== WRITTEN EXERCISE ==
Reproduce verbatim every line between the line holding "mask job: coconut palm leaf" and the line holding "Give the mask of every instance of the ripple", inclusive, and nothing outside that range.

== EXERCISE MATERIALS ==
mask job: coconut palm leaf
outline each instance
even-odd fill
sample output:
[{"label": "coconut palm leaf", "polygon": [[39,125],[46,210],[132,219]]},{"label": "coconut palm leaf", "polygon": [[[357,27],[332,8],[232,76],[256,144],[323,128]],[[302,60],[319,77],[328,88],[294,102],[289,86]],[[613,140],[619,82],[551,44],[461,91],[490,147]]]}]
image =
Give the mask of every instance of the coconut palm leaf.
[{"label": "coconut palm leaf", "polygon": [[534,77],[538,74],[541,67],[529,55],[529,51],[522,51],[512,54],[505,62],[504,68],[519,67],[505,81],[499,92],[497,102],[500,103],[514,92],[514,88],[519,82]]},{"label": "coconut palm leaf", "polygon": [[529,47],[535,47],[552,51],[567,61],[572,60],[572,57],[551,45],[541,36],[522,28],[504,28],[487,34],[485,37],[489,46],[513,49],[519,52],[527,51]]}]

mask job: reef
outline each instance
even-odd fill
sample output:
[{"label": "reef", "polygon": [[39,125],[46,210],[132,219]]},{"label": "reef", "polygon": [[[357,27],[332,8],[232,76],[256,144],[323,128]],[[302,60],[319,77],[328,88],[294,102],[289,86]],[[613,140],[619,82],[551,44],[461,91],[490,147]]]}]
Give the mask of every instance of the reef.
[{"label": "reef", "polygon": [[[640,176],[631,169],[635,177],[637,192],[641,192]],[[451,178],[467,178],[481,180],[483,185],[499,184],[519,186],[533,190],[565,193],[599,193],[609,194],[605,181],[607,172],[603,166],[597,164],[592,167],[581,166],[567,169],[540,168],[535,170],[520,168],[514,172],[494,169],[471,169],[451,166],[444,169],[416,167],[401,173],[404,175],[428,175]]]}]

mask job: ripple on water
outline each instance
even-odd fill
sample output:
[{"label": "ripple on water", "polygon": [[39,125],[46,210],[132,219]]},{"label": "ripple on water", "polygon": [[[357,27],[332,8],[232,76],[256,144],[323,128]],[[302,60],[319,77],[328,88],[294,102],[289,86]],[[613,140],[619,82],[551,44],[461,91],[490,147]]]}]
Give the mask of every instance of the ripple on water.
--
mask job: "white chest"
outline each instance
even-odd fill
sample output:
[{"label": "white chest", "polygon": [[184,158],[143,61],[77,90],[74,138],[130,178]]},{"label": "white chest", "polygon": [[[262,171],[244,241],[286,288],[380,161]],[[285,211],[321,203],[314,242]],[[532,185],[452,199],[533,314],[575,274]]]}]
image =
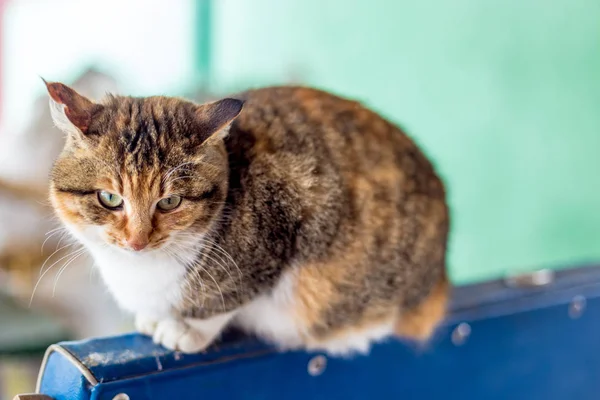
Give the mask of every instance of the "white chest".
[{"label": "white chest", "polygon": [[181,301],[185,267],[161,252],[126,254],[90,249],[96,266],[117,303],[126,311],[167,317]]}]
---
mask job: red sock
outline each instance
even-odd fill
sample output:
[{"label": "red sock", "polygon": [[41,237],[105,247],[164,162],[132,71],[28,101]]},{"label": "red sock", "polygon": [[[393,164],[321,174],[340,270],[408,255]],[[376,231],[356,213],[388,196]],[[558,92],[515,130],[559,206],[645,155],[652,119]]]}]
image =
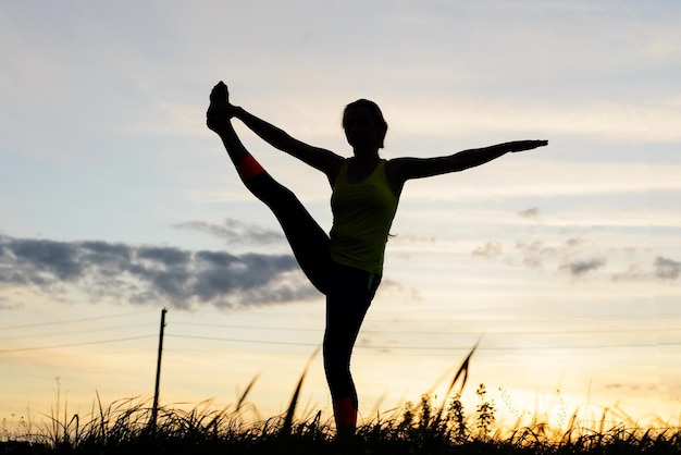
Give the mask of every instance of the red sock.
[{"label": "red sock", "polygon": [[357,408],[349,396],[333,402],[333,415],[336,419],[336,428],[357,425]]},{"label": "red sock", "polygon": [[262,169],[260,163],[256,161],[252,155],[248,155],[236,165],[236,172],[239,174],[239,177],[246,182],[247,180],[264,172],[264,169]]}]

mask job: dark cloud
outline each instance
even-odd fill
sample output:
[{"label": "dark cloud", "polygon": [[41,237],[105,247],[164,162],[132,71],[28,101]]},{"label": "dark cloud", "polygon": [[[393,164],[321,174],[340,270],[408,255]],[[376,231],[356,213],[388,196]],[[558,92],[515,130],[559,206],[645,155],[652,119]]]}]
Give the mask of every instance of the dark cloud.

== ANSWER FOR THE TASK ==
mask job: coconut palm leaf
outline each instance
even-odd fill
sample output:
[{"label": "coconut palm leaf", "polygon": [[39,125],[46,210],[132,219]]},{"label": "coconut palm leaf", "polygon": [[[357,27],[332,8],[232,76],[256,144],[323,128]],[[302,60],[319,77],[328,88],[294,102],[289,86]],[[613,140],[619,82],[551,44],[461,91],[490,147]]]}]
image =
Give the mask of every instance of the coconut palm leaf.
[{"label": "coconut palm leaf", "polygon": [[534,77],[538,74],[541,67],[529,55],[529,51],[522,51],[512,54],[505,62],[504,68],[519,67],[505,81],[499,92],[497,102],[500,103],[514,92],[514,88],[519,82]]},{"label": "coconut palm leaf", "polygon": [[529,47],[535,47],[552,51],[567,61],[572,60],[572,57],[551,45],[541,36],[522,28],[504,28],[487,34],[485,37],[489,46],[513,49],[519,52],[527,51]]}]

mask job: reef
outline each instance
even-odd fill
sample output:
[{"label": "reef", "polygon": [[39,125],[46,210],[132,219]]},{"label": "reef", "polygon": [[[357,27],[332,8],[232,76],[256,144],[323,128]],[[302,60],[319,77],[328,88],[294,102],[289,86]],[[613,140],[619,82],[551,44],[461,91],[490,147]]]}]
Give the mask of every instance of the reef.
[{"label": "reef", "polygon": [[[640,176],[631,169],[635,177],[637,192],[641,192]],[[451,178],[467,178],[481,180],[483,185],[499,184],[519,186],[533,190],[565,193],[599,193],[609,194],[605,181],[607,172],[603,166],[597,164],[592,167],[581,166],[567,169],[540,168],[535,170],[520,168],[514,172],[494,169],[471,169],[451,166],[444,169],[416,167],[401,173],[404,175],[428,175]]]}]

mask job: ripple on water
outline each instance
even-odd fill
sample output:
[{"label": "ripple on water", "polygon": [[39,125],[46,210],[132,219]]},{"label": "ripple on water", "polygon": [[[357,27],[332,8],[232,76],[256,144],[323,128]],[[302,60],[319,77],[328,88],[294,102],[289,86]],[[613,140],[619,82],[551,44],[461,91],[490,147]]]}]
Give the mask of every instance of the ripple on water.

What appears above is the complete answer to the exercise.